Task to carry out:
Each line that includes the word "marker" should be copied from the records.

Stored records:

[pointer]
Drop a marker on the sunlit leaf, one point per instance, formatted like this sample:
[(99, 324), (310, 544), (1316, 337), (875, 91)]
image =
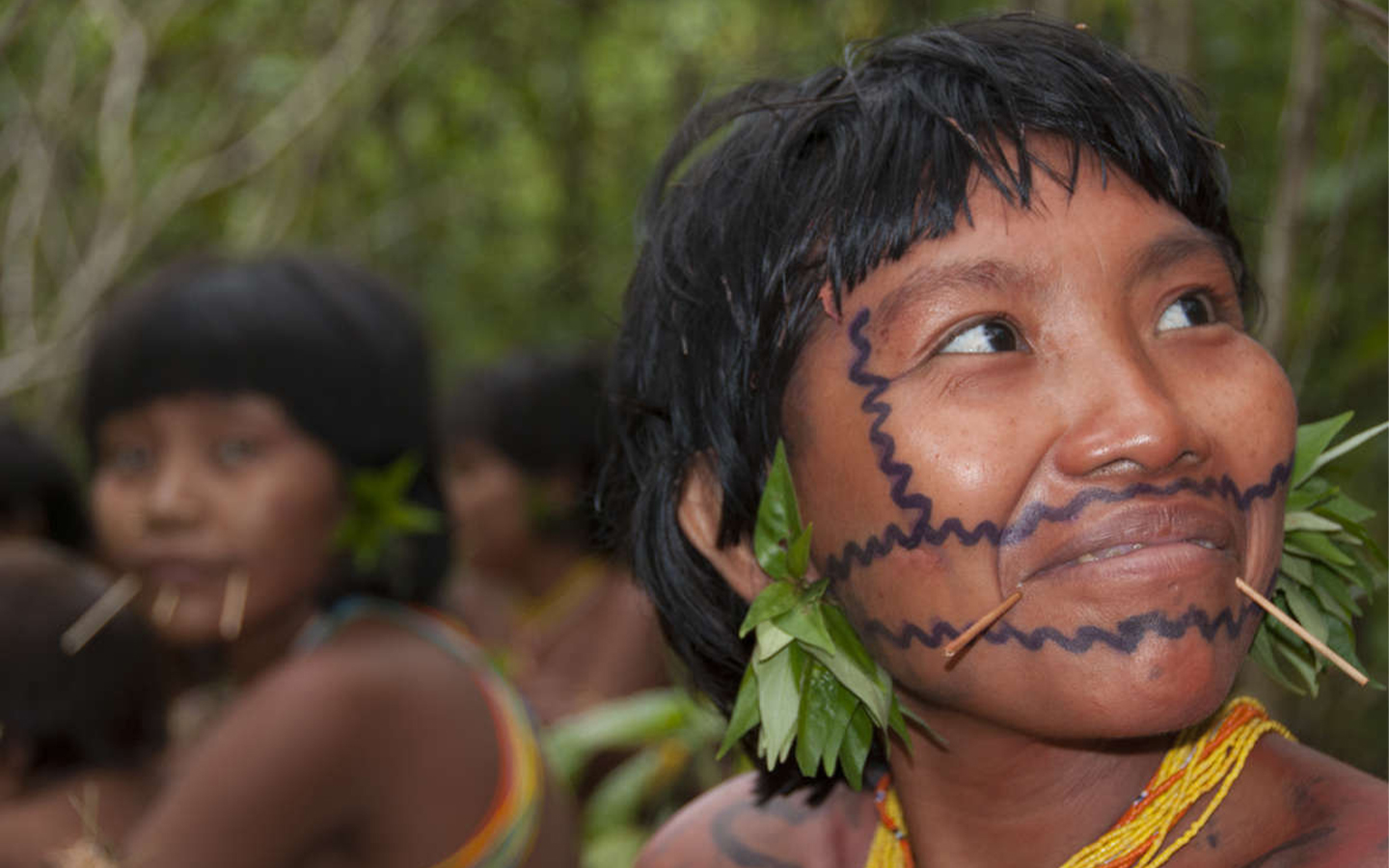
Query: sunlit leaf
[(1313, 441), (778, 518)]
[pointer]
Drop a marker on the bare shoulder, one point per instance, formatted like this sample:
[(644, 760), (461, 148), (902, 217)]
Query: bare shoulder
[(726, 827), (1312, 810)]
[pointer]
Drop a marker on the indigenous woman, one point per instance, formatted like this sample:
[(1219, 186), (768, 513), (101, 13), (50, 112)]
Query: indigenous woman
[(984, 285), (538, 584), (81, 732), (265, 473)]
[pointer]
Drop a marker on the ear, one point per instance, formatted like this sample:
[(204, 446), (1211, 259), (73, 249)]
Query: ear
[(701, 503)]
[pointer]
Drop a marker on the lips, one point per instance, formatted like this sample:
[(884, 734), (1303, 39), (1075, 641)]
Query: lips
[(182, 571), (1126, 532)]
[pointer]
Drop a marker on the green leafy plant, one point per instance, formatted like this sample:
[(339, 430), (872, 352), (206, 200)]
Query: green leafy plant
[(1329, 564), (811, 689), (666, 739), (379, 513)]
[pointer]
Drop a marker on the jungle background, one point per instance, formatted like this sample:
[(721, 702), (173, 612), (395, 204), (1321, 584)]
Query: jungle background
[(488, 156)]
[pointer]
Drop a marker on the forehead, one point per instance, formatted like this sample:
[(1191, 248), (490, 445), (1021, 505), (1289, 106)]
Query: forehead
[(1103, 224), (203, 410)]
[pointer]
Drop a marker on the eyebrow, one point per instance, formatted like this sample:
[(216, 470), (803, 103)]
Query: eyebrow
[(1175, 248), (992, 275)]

Written solution:
Drop a marker on the sunlit leaf, one point per instance, formatted like this sample:
Drop a marker on the bare shoulder, one point per instance, formatted like this sample:
Drop a marker on the indigenous woman, one point per instance, formatted like this sample:
Drop a marker on the ear, one point per instance, formatted like this sample:
Drop a marker on the lips, one point per instance, formatted like this sample:
Drop a marker on the green leafy plant, one point per instance, formatted like this sample:
Drop a marker on the jungle background, one point per instance, formatted like this sample:
Drop a marker on the forehead, one point per instance, formatted like this sample:
Drop a marker on the eyebrow, one point per instance, formatted like this sample:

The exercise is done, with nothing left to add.